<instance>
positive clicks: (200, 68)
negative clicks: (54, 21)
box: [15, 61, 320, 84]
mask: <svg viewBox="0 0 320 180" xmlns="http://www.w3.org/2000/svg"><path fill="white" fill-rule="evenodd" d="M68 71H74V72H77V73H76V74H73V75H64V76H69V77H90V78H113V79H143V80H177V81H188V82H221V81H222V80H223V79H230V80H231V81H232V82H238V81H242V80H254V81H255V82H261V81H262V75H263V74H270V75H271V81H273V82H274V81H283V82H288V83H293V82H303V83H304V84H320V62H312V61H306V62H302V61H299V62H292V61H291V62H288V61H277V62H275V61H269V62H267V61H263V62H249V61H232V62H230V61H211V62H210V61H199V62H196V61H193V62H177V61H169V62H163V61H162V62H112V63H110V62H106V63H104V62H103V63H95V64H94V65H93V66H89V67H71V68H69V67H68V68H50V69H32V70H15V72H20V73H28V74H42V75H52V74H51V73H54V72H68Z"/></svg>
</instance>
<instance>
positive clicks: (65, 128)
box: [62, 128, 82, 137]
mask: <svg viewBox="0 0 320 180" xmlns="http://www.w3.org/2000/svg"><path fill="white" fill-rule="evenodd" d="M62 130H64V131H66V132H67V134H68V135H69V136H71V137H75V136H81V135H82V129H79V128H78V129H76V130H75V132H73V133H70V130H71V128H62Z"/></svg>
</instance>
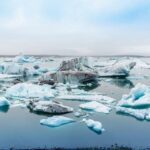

= = = = = = =

▶ **Problem details**:
Every line of the data that includes the word "positive" should be copied.

▶ **Answer section**:
positive clicks: (200, 68)
positive clicks: (65, 128)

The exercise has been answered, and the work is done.